** Start of Text passage **
How does exchange, networking and international contacts contribute to the development of your artistic and cultural project?

The question of exchange is very sensitive. It was very important to us not to present ourselves as being ‘experts’ or more culturally competent than the people we were engaging with, which I feel can be the theme for internationals working with artisans from countries that are at different stages of development or in need of support. Whilst in Beit Ummar we engaged with Muna’s networks within the town, the summer camp networks she had set up for us, and the women’s embroidery networks. Within these we developed ways of collaborating, working on each others strengths and creative exploration to grow an artistic and design process that kept us on the same level. I exchanged my contacts within Masir Ibrahim as well as exchanging our experiences and knowledge within the arts. As a group, Julie Fox, Elinor Stanley and myself pulled these many networks together to begin to gather a creative network that could support different ventures. I created the international part, connections with Masir Ibrahim, the Abraham path and the potential of connecting with London art galleries to exhibit the work produced, looking towards this in 2018.

Can you elaborate on the learning and knowledge you have gained and shared throughout this experience?
** End of Text passage **
* Job 1: Count the lines of the listing that contain the string "finial", with case taken into account, and reply with the number alone.
The listing that follows has no connection to the interview excerpt.
** Start of Extracted material **
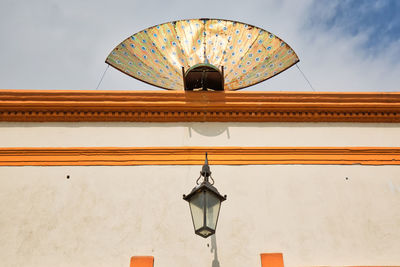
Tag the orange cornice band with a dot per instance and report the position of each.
(170, 106)
(114, 156)
(272, 260)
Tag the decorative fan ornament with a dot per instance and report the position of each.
(201, 54)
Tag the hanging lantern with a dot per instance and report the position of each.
(204, 203)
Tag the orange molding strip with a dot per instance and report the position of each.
(142, 261)
(114, 156)
(181, 106)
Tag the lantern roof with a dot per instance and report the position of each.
(159, 55)
(205, 185)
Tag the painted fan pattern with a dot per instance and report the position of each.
(248, 54)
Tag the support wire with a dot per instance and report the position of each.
(102, 76)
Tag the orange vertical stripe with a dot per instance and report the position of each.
(142, 261)
(271, 260)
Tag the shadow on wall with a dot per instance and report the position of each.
(215, 262)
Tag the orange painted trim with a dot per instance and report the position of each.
(271, 260)
(115, 156)
(181, 106)
(142, 261)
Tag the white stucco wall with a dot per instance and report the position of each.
(102, 216)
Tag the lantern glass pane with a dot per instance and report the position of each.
(212, 205)
(196, 204)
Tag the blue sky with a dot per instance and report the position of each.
(343, 45)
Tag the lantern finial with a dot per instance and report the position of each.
(204, 203)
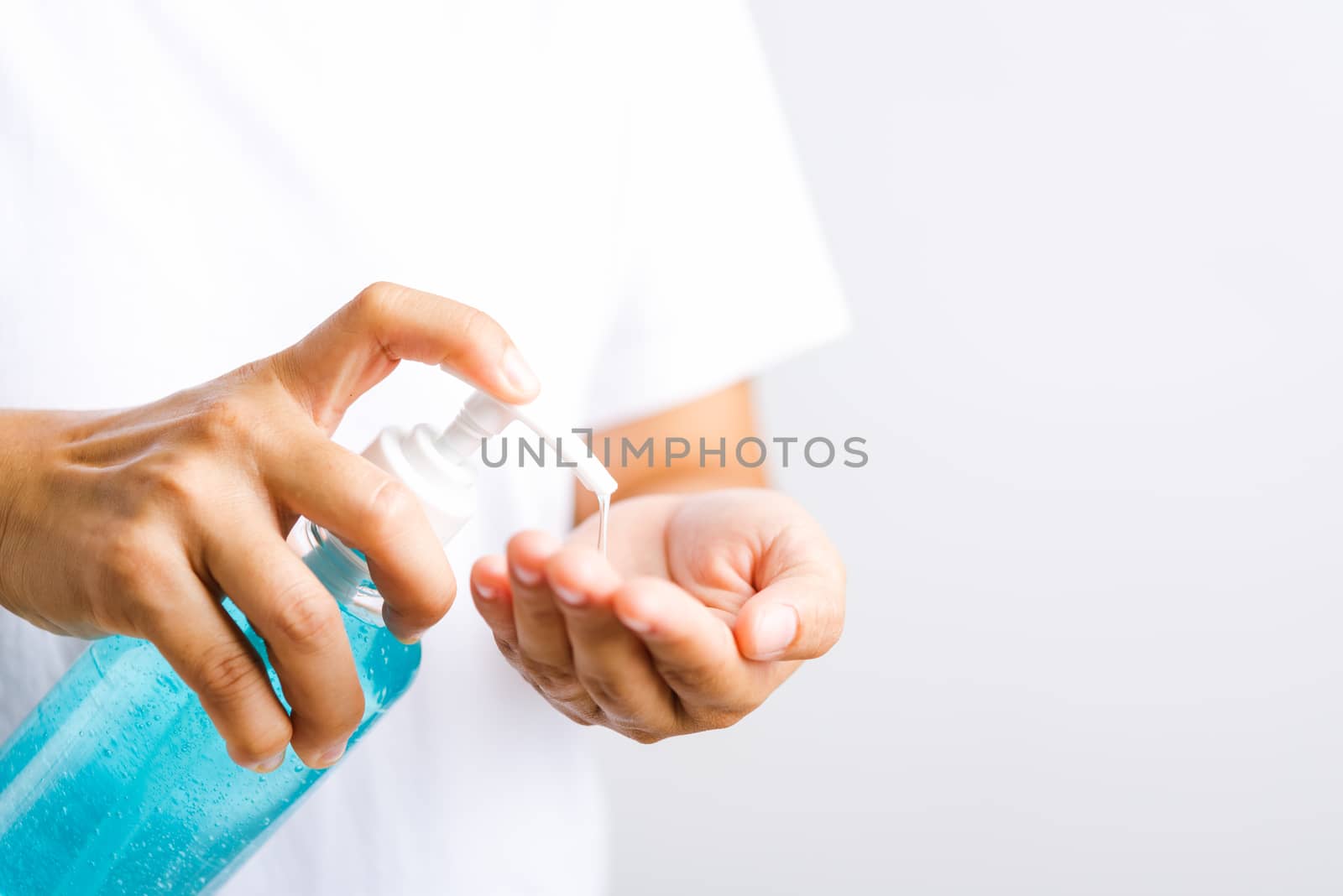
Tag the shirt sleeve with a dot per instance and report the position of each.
(725, 270)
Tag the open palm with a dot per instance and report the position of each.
(704, 605)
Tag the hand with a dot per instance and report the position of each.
(133, 522)
(708, 602)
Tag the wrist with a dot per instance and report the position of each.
(22, 436)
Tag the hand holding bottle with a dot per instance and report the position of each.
(707, 604)
(136, 521)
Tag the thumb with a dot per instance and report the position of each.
(796, 617)
(362, 344)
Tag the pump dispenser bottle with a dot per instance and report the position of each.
(118, 784)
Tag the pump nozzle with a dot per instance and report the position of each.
(483, 416)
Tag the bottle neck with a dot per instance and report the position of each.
(344, 571)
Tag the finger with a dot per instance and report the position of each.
(796, 617)
(359, 345)
(611, 664)
(541, 625)
(215, 660)
(494, 602)
(368, 508)
(692, 649)
(306, 638)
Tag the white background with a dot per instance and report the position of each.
(1095, 643)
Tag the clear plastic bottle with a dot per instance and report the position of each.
(118, 784)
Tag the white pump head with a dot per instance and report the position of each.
(483, 416)
(436, 468)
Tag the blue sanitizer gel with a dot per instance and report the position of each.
(118, 784)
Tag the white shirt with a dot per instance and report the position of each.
(185, 188)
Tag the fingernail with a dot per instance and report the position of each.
(572, 598)
(396, 625)
(517, 373)
(266, 766)
(527, 576)
(776, 631)
(332, 755)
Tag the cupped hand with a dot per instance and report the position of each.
(134, 522)
(705, 604)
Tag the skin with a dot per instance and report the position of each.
(138, 521)
(707, 602)
(133, 522)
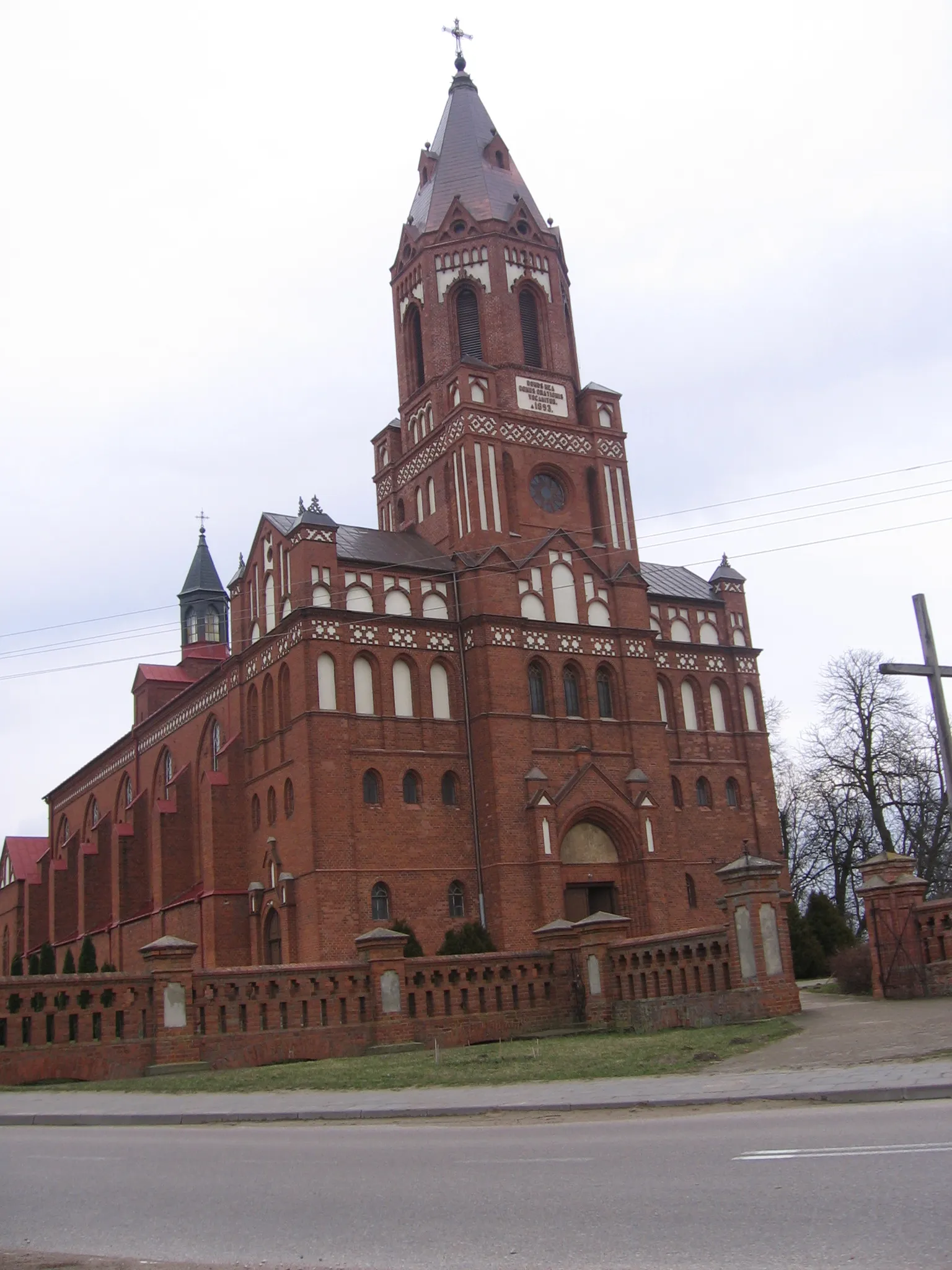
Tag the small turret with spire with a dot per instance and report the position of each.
(203, 605)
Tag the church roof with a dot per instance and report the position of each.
(674, 582)
(202, 575)
(25, 855)
(380, 546)
(462, 169)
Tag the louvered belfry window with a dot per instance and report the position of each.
(467, 319)
(416, 347)
(528, 318)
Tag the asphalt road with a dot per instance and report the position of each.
(856, 1186)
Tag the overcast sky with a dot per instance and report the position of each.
(200, 203)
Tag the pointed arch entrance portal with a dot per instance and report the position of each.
(591, 871)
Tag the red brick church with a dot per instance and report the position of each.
(487, 708)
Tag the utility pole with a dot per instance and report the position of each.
(935, 673)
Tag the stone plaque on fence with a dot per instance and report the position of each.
(390, 992)
(174, 1006)
(746, 943)
(771, 940)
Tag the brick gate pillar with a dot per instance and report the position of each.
(757, 925)
(170, 963)
(384, 949)
(891, 893)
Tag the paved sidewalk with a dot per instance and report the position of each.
(880, 1082)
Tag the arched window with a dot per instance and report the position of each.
(718, 714)
(403, 690)
(414, 333)
(327, 682)
(457, 905)
(531, 606)
(570, 685)
(566, 607)
(283, 698)
(272, 939)
(681, 631)
(398, 602)
(751, 708)
(254, 719)
(528, 321)
(537, 690)
(380, 902)
(434, 606)
(439, 691)
(268, 705)
(663, 701)
(371, 788)
(363, 686)
(689, 705)
(359, 600)
(450, 789)
(467, 321)
(603, 682)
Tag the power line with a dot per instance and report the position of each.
(816, 543)
(795, 520)
(83, 666)
(799, 489)
(782, 511)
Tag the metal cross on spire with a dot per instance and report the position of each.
(459, 35)
(935, 673)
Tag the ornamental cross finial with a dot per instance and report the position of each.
(459, 36)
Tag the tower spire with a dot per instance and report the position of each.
(460, 36)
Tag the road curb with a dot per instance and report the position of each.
(126, 1119)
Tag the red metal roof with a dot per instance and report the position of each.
(24, 855)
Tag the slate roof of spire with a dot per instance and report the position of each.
(202, 575)
(484, 189)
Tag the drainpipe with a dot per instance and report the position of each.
(469, 755)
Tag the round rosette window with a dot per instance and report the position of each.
(547, 492)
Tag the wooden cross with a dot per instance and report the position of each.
(459, 35)
(935, 673)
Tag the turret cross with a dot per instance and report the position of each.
(935, 673)
(459, 35)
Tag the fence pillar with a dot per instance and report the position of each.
(757, 925)
(170, 963)
(384, 949)
(891, 894)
** End of Extracted material **
* Job 2:
For each statement, decide whether it agrees with the interview excerpt. Answer yes or no, and quote the deciding words from the excerpt word for word.
(a) The group wanted to present themselves as experts to the people they worked with.
(b) The women's embroidery networks were among the networks engaged with in Beit Ummar.
(c) The international part the speaker created included the potential of connecting with London art galleries.

* Expected output 1: 2

* Expected output 2:
(a) No: "It was very important to us not to present ourselves as being ‘experts’"
(b) Yes: "Whilst in Beit Ummar we engaged with Muna’s networks within the town" … "and the women’s embroidery networks"
(c) Yes: "I created the international part, connections with Masir Ibrahim, the Abraham path and the potential of connecting with London art galleries to exhibit the work produced"